YOUR OBJECTIVE: Render every line of all the items below as a numbered list. Omit any blank lines.

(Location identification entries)
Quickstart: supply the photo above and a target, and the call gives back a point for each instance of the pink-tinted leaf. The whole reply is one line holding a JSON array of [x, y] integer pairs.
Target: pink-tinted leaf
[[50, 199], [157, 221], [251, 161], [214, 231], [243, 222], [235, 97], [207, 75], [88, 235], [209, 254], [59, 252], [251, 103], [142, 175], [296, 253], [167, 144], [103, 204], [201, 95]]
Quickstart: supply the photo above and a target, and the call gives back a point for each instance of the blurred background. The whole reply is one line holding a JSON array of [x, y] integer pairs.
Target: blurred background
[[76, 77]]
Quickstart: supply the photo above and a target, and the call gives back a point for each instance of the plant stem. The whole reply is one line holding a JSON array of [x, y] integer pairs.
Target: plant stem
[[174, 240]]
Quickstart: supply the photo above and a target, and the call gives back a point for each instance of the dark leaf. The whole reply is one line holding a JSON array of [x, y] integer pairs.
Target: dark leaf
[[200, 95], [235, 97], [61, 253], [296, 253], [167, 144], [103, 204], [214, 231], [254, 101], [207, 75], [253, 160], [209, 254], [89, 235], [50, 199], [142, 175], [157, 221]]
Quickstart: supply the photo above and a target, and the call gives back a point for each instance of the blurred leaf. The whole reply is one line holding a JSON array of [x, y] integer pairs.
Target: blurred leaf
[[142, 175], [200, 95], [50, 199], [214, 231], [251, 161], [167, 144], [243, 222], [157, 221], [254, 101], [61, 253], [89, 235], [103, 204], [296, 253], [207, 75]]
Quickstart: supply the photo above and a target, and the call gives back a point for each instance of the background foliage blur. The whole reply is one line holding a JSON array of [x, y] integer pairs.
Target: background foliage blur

SOLUTION:
1. Quickstart: supply the photo above and a target, and the call gives back a point for each instance of the pink-tinted leaf. The whole reply is one line holding a JSON array of [x, y] integer pairs.
2. Target: pink-tinted leaf
3. [[50, 199], [157, 221], [251, 161], [214, 231], [243, 222], [235, 97], [207, 75], [88, 235], [209, 254], [59, 252], [251, 103], [142, 175], [296, 253], [167, 144], [103, 204], [201, 95]]
4. Quickstart: supply the photo above and a target, and the call gives back a point for each instance of the blurred background. The whole reply is one line holding a JSON array of [x, y] integer pairs.
5. Target: blurred background
6. [[76, 77]]
7. Quickstart: supply the photo above and a target, and the call gives back a point for each instance of the plant stem. The whole reply is one line holding a JSON array of [x, y] integer pairs.
8. Target: plant stem
9. [[174, 240]]
10. Quickstart: supply the photo above and a target, and the call gives back a point for each instance of the dark leaf. The whole reply is one line holding a JSON array of [x, y] integer pairs.
11. Target: dark leaf
12. [[200, 95], [235, 97], [61, 253], [296, 253], [167, 144], [103, 204], [214, 231], [254, 101], [207, 75], [253, 160], [209, 254], [89, 235], [50, 199], [142, 175], [157, 221]]
13. Quickstart: supply the photo above and a target, and the call gives back a point for each instance of the blurred leaf. The whole reply is one line holding a JSON array of [x, y] integer pairs.
14. Target: blurred leaf
15. [[142, 175], [200, 95], [50, 199], [214, 231], [251, 161], [167, 144], [243, 222], [157, 221], [254, 101], [61, 253], [89, 235], [103, 204], [296, 253], [207, 75]]
16. Quickstart: supply the photo above and a target, and the call gives back a point for each instance of the background foliage blur. The whole reply is one line holding a JSON array of [x, y] integer pairs.
17. Target: background foliage blur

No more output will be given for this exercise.